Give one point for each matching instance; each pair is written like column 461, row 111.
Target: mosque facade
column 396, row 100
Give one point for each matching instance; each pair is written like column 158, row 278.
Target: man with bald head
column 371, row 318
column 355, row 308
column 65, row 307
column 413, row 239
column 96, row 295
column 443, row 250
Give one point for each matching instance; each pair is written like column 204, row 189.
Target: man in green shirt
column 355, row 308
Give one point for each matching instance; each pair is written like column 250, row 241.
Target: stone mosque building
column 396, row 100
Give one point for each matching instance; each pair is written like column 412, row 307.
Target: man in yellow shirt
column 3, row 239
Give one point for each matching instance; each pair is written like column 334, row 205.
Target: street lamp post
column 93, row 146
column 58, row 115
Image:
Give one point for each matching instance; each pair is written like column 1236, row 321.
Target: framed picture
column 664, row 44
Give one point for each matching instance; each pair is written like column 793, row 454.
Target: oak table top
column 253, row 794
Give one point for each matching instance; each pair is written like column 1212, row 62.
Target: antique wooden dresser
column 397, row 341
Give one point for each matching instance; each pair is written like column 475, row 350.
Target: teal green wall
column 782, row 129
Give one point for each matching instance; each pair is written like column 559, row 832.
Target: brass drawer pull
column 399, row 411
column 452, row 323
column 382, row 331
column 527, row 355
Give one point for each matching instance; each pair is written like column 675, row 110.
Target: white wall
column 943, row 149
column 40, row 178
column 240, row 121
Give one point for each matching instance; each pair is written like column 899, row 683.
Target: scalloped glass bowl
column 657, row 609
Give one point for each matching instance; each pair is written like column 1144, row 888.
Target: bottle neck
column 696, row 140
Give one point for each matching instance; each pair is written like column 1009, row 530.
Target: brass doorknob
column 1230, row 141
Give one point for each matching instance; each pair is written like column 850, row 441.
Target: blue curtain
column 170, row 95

- - -

* [WORK TO DO] Repeat the records word for word, from the line containing "675, row 110." through the line containing "column 240, row 121".

* [TASK ANSWER]
Give one point for each matching instance; each pair is written like column 675, row 110.
Target: white wall
column 943, row 149
column 40, row 178
column 240, row 121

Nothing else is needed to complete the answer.